* Begin Supplied records *
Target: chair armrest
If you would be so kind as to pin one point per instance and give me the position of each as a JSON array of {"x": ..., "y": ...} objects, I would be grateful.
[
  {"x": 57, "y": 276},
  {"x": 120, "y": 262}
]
* End Supplied records *
# Short exercise:
Recast every line of the records above as a Markdown table with the columns No. and Text, numbering the rows and leaving out blank lines.

# The output:
| No. | Text |
|---|---|
| 1 | Target: chair armrest |
| 2 | If you would be so kind as to pin one point per instance and give me the position of each as a JSON array of {"x": ..., "y": ...} objects, I would be grateful. |
| 3 | [ |
| 4 |   {"x": 57, "y": 276}, |
| 5 |   {"x": 120, "y": 262} |
| 6 | ] |